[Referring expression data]
************
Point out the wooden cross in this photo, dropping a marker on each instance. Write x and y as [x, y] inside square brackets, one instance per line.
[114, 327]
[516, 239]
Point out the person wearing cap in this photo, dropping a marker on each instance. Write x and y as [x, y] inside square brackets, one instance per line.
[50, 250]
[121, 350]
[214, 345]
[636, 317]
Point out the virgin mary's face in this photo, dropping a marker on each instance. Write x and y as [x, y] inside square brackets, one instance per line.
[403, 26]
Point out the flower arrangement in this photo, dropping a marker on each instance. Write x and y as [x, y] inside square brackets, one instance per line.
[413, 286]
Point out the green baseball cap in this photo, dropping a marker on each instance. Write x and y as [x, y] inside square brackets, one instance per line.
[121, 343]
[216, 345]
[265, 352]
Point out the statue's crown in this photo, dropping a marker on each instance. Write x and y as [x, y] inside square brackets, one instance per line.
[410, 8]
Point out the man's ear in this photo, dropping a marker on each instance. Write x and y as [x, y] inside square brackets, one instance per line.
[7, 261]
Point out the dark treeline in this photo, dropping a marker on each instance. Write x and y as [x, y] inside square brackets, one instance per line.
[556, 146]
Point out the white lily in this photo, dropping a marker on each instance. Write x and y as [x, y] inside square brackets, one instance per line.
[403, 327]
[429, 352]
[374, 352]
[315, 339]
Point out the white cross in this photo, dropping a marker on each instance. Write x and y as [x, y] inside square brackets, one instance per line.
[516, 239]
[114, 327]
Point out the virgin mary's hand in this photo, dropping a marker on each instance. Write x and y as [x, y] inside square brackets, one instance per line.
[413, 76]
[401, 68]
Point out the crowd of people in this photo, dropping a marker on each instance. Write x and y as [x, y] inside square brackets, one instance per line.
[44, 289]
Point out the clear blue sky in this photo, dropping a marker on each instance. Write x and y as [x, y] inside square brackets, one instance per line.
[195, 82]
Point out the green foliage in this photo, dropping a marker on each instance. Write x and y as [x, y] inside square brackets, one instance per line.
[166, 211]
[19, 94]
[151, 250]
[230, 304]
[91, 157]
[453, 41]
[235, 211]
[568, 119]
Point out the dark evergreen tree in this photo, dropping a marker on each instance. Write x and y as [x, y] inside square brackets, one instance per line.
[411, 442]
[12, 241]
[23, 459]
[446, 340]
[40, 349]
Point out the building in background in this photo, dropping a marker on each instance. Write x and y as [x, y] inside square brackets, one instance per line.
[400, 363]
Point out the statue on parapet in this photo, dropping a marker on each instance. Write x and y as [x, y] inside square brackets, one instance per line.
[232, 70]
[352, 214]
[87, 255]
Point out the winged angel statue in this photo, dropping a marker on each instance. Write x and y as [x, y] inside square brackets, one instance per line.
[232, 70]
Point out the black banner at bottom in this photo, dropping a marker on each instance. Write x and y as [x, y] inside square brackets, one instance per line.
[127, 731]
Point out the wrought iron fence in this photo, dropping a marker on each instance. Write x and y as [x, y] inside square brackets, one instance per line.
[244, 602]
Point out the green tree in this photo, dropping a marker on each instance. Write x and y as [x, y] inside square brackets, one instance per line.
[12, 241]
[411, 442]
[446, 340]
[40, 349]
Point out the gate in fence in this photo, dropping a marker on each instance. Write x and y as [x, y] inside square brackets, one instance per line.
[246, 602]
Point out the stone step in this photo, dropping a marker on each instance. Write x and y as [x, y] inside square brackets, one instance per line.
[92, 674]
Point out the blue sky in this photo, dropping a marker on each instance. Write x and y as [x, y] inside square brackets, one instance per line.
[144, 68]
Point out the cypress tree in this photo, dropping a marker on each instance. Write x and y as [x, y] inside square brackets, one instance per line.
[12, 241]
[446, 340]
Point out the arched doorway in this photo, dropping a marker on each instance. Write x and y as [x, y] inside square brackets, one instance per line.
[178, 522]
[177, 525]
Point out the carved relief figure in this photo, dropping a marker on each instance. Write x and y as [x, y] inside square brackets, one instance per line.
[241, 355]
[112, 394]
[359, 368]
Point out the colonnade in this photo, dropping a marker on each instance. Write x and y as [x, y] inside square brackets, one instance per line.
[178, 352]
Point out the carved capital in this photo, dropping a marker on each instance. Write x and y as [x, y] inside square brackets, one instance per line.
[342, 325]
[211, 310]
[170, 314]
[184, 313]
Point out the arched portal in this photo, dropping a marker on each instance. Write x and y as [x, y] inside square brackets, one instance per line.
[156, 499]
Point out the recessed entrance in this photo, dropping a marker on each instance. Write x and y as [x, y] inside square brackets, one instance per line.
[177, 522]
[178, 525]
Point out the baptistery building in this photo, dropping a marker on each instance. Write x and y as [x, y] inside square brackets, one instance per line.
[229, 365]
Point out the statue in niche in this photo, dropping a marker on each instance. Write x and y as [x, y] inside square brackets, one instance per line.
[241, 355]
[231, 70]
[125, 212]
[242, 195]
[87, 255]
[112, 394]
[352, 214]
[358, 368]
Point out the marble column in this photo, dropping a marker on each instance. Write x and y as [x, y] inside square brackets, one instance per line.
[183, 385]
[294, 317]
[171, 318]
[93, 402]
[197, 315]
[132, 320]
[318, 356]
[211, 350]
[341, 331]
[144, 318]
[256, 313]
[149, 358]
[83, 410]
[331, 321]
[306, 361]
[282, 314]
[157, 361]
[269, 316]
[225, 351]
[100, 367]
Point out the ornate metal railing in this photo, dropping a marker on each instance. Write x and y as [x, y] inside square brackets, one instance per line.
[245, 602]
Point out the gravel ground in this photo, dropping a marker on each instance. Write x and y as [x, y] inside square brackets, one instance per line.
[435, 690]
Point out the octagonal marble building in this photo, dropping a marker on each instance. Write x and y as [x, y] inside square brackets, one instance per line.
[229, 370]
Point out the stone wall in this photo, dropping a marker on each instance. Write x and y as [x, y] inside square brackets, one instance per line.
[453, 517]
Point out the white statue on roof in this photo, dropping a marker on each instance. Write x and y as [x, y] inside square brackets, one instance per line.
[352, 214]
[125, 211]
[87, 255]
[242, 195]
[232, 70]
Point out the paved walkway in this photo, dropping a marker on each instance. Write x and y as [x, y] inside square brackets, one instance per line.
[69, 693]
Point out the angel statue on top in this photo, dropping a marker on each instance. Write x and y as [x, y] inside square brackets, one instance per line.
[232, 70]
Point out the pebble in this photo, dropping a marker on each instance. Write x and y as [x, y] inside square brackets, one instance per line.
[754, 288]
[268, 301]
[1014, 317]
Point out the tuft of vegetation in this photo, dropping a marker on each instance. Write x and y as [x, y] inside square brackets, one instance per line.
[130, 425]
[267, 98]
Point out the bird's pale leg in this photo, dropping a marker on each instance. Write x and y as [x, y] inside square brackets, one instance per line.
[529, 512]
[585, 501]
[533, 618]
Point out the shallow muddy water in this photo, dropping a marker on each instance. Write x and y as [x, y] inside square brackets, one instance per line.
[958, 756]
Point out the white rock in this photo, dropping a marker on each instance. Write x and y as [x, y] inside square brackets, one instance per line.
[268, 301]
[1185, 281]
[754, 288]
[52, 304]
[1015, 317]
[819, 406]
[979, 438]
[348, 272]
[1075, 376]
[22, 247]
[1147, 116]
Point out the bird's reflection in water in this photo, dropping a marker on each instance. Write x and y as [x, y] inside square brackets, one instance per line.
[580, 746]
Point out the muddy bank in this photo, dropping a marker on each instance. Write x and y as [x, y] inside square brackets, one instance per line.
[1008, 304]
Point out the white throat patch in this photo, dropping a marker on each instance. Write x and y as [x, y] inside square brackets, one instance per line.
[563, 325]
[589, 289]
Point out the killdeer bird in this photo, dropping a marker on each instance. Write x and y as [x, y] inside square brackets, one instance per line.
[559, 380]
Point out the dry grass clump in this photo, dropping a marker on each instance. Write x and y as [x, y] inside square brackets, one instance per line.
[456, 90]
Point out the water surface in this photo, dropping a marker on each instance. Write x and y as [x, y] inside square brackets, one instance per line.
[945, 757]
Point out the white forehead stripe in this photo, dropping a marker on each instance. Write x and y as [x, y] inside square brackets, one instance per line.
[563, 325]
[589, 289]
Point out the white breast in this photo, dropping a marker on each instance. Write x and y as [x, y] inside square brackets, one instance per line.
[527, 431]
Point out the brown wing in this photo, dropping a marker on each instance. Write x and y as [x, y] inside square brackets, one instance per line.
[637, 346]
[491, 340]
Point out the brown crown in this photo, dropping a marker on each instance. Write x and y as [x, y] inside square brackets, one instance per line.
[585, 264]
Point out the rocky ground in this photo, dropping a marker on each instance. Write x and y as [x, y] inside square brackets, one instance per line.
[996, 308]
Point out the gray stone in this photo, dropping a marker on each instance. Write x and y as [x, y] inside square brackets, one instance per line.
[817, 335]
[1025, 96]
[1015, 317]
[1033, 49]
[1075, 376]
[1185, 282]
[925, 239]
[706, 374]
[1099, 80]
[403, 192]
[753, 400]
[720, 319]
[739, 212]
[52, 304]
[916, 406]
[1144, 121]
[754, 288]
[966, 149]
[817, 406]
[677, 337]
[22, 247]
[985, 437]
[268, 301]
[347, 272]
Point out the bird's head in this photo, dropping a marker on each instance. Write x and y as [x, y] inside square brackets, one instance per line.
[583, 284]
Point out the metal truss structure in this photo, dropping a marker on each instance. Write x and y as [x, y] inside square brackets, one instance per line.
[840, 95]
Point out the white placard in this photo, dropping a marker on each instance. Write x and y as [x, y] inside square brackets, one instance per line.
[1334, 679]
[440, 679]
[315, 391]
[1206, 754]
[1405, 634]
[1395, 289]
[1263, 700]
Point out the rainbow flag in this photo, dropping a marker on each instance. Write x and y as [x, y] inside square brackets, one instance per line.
************
WORK REQUIRED
Your answer is the line containing "Point out the bird's head" plus every line after it through the end of the entries, given again exactly and alone.

TASK ANSWER
Point out the bird's head in this photo, dropping a marker on each instance. Write x and y as [x, y] inside square brackets, one instance per line.
[583, 284]
Point out the metal truss structure in this photo, dropping a marker on each instance. Write x and y as [x, y] inside square brackets, one instance per line.
[840, 95]
Point out the white placard in this photo, dropping a marker on each instance. Write x and y as [x, y] inside square brackets, one instance per line.
[1334, 679]
[440, 679]
[315, 391]
[1206, 754]
[1405, 634]
[1395, 289]
[1263, 700]
Point out the rainbow flag in this photo, dropping a marker on each instance. Write x and y as [x, y] inside square brackets, one instance per line.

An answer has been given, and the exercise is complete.